THE TASKS ->
**1.** In the transit funding text, repeat the part that opens with the words containing "The York/Spadina extension" and closes with "the line opens.", substituting "reserve account" for "trust fund".
**2.** According to the transit funding text, what is the federal funding for the York/Spadina extension based on?
**3.** Extend the text on transit funding and fleet replacement beyond its last sentence.

═══ GIVEN TEXT

Project-based funding inevitably triggers the need for a complex project approval process, and the Tories require that any application for funding include a business case analysis of various alternative delivery schemes (e.g. PPP’s). By contrast, earmarked funding streams such as points on the gas tax have a known, predictable value and are not tied to how any specific project is delivered.
The York/Spadina extension has Federal funding based on 1/3 of the 2006 cost estimate of $2.090-billion. Ottawa has paid $697-million into the trust fund for this line, and that’s all they will pay. Any cost increases have to be paid out of interest earned on that contribution. The estimated as-spent cost is estimated to be $2.633-billion up to 2015, and the Federal portion will be lower than 1/3 by the time the line opens.
You can read about some of this process in the TTC report on the Project Delivery Strategy.
Btw, 697 million invested at 3.5% for 10 years would earn about 286 million in interest. Since the principal will be spent as the project goes forward, the expected interest should be cut in half, to 143 million. The total contribution comes to 697 + 143 = 840 million.
This is less than 1/3 of costs (2,633 / 3 = 878 million), but not much less.
Steve: Yes, this works provided that the project actually comes in on budget. We shall see. There are almost always add-ons to projects like this, and inflation in the construction industry is running ahead of basic interest rates due to shortage of capacity. The real question is how big the contingencies are in the original budget to absorb this sort of effect.
One thing I don’t understand, we know the average bus lasts 18 years, and the average streetcar and subway car last 30 years. This means that the TTC should be replacing 1/18th of the bus fleet, and 1/30th of the streetcar and subway car fleets, every year. This does 2 things, it makes it easier to get money, because you looking for smaller amounts, but every year, when you place orders, you make orders for delivery and payment over several years. It also means a smoother cost for vehicle maintenance, in that you know part of your fleet is old, part is new, and most are in between. This is exactly how private companies that maintain large fleets do it.
Steve: This assumes that a company has a fairly static fleet size that can be rolled over annually. However, the bus fleet went through a huge expansion in the late 60s and early 70s with the buildout of the suburban bus network following the BD and YSNE subway construction. This created a bulge in the bus fleet, by age, that came up for replacement by the late 80s. At that point, we were into an era of less than robust vehicle designs as well as a gradual cutback in service.
The large bus orders of the current decade come from a combination of the second-generation echo of that original suburban expansion, a backlog of vehicle requirements from waiting for the industry to produce something more reliable, and the start of building the fleet back up to the level it was at 20 years ago.

══════
═══ EXTRACTED MATERIAL

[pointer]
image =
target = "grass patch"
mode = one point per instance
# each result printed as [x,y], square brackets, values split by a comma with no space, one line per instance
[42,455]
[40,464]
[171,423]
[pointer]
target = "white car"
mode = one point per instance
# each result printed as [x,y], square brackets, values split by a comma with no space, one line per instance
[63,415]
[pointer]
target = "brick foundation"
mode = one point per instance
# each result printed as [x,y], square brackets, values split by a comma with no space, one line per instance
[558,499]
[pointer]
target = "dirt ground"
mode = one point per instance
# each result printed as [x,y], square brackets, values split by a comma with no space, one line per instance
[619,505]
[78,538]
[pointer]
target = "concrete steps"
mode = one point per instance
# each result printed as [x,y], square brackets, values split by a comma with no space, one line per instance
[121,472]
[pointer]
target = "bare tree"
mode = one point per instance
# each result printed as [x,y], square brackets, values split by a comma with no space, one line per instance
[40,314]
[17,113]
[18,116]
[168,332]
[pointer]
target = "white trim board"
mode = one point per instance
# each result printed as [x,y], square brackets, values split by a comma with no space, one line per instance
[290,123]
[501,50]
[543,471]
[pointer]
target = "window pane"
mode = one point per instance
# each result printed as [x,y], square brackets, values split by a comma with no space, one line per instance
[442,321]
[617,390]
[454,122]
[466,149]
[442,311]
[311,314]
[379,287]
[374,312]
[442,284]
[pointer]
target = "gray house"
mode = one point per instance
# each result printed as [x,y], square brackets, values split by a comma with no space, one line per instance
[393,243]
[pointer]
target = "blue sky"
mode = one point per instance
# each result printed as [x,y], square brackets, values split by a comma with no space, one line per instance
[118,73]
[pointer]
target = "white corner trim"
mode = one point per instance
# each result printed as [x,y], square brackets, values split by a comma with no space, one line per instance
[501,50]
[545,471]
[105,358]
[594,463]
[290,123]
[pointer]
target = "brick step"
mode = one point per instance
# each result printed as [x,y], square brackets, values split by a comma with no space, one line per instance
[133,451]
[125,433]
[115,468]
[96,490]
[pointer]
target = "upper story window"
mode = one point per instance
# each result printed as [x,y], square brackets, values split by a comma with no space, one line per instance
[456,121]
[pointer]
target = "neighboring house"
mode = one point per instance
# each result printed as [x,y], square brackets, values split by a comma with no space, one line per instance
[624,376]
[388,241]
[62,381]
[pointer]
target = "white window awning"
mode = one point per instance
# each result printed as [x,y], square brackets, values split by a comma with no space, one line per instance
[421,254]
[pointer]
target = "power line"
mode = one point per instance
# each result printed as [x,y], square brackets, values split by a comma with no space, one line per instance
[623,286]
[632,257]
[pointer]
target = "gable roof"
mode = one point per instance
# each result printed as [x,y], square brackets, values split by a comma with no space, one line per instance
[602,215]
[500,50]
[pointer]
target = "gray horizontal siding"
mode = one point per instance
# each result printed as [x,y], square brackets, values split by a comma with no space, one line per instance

══════

PER-TASK OUTPUTS ->
**1.**
The York/Spadina extension has Federal funding based on 1/3 of the 2006 cost estimate of $2.090-billion. Ottawa has paid $697-million into the reserve account for this line, and that’s all they will pay. Any cost increases have to be paid out of interest earned on that contribution. The estimated as-spent cost is estimated to be $2.633-billion up to 2015, and the Federal portion will be lower than 1/3 by the time the line opens.

**2.** It is based on 1/3 of the 2006 cost estimate of $2.090-billion.

**3.**
Buses can be bought as a commodity because there are production lines running and all the TTC is doing is reserving space in the queue. Rail cars are not the same, and they are all one-of orders from a manufacturer’s point of view. Another problem we would find with small annual car orders is that the underlying technologies would change from year to year and there would be considerable variation in the fleet. This is especially true for the electronic subsystems.
As for projects, a similar process could be used, you plan to build a small portion every year, based on what you will need in the future. Say in 1955, then TTC would have committed to 1 mile of subway, and 5 miles of new streetcar lines every year, we would now have the Sheppard line mostly completed, and most of transit city would be built already.
Steve: Many have talked about this sort of scheme, but it requires two things. First, we need to agree on the network we are building. The political discussions of the past decades have not been pretty as competing visions of what constitutes a “good” network and regional squabbles over “me first” delay commitment to any line. Second, we need reliable funding. With the ups and downs of the economy and changes in government at Queen’s Park, the TTC gets what it can from year to year, and capital projects inevitably required political blessing. Can you say “Spadina/York subway”?
If the TTC had a dedicated revenue stream such as points on sales tax, it could plan a multi-year construction program, and individual project approval would be less contentious because we wouldn’t be debating which subway we would build once a decade or so. In theory, this is the sort of thing Metrolinx will be advocating so that we can plan to build networks, not projects. Whether this will be accepted politically is another matter.
Steve wrote, “The sooner we stop building assumed funding from Ottawa into our transit planning, the better.”
This is another side effect of the Spadina Extension leading to a lack of funding for other projects: aside from it being a waste of money (which could do so much more elsewhere), it means that everything else uses the three-thirds funding formula as some sort of holy grail.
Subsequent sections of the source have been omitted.